::: Texte :::

Je fais route avec Lella, yeux de braise sous le chèche noir. Les pas sont légers malgré la rudesse du paysage. Nous avançons rapidement, silencieux, n’ayant que le regard pour communiquer. Sa voix s’élève pour le chant du nomade, doux et puissant à la fois, et se termine comme une plainte. Hymne à Dieu ? Hymne à l’Amour ? La fatigue s’envole, bercée par la musique céleste qui accompagne chaque empreinte, beauté pure qui peuple ces gens et ce désert.
Les émotions se taisent pour mieux être.
Au bivouac, soirée autour du feu, et dans la lueur des flammes, le regard de ces hommes qui sourient et me fascinent.
J’observe la préparation du pain du désert : de la farine mélangée avec de l’eau qui donne une pâte consistante. Longuement malaxée, elle prend la forme d’une galette que le chamelier enfouit sous la cendre et recouvre de sable. Un vrai régal quand le pain sort tout chaud des cendres.

Lella et moi, nous nous rapprochons et dans le sable, il me dessine les traces d’animaux, puis nos prénoms en arabe, et j’apprends à écrire « Marie ».
Ses doigts sont légers et volent sur le sable. C’est un cahier dans lequel nous glissons nos premiers mots, complices, et avides de savoir. Inlassablement, il me montre la trace du chameau ou l’empreinte de l’oiseau … que je retranscris avec peine ! Œuvre éphémère mourant sous la caresse de la main.
Je n’ai pas sommeil ; encore envie de prolonger cet instant …
J’accompagne Lella et Nemed qui partent récupérer les chameaux afin de les entraver pour la nuit.
Obscurité étoilée … je marche dans cette nuit, ne sentant que le sable sous mes pas. Les étoiles sont toujours à la même place et brillent seulement pour nous.

:::

> _Consignes_
#1 Résumez le récit en deux phrases.
#2 Citez mot pour mot le passage du récit qui va de « Lella et moi, nous » jusqu'à « pour la nuit. ».

::: Données enregistrées :::

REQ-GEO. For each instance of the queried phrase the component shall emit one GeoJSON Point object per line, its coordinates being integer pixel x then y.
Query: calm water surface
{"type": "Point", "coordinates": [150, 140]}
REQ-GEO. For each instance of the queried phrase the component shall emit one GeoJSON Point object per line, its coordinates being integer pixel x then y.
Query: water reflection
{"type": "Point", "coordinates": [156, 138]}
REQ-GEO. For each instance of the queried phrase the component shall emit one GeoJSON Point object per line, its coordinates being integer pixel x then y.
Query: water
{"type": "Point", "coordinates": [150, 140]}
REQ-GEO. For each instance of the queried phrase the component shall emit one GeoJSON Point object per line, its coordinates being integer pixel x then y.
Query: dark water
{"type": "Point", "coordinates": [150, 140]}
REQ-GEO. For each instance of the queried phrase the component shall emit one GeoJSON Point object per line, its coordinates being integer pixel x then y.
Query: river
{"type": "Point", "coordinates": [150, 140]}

:::

> _Corrigé_
#1 Le récit suit une marche rapide et silencieuse dans le désert aux côtés de Lella, dont le chant nomade dissipe la fatigue. Au bivouac, autour du feu, on prépare le pain du désert cuit sous la cendre, puis Lella dessine dans le sable des traces d'animaux et des prénoms en arabe.

#2
Lella et moi, nous nous rapprochons et dans le sable, il me dessine les traces d’animaux, puis nos prénoms en arabe, et j’apprends à écrire « Marie ».
Ses doigts sont légers et volent sur le sable. C’est un cahier dans lequel nous glissons nos premiers mots, complices, et avides de savoir. Inlassablement, il me montre la trace du chameau ou l’empreinte de l’oiseau … que je retranscris avec peine ! Œuvre éphémère mourant sous la caresse de la main.
Je n’ai pas sommeil ; encore envie de prolonger cet instant …
J’accompagne Lella et Nemed qui partent récupérer les chameaux afin de les entraver pour la nuit.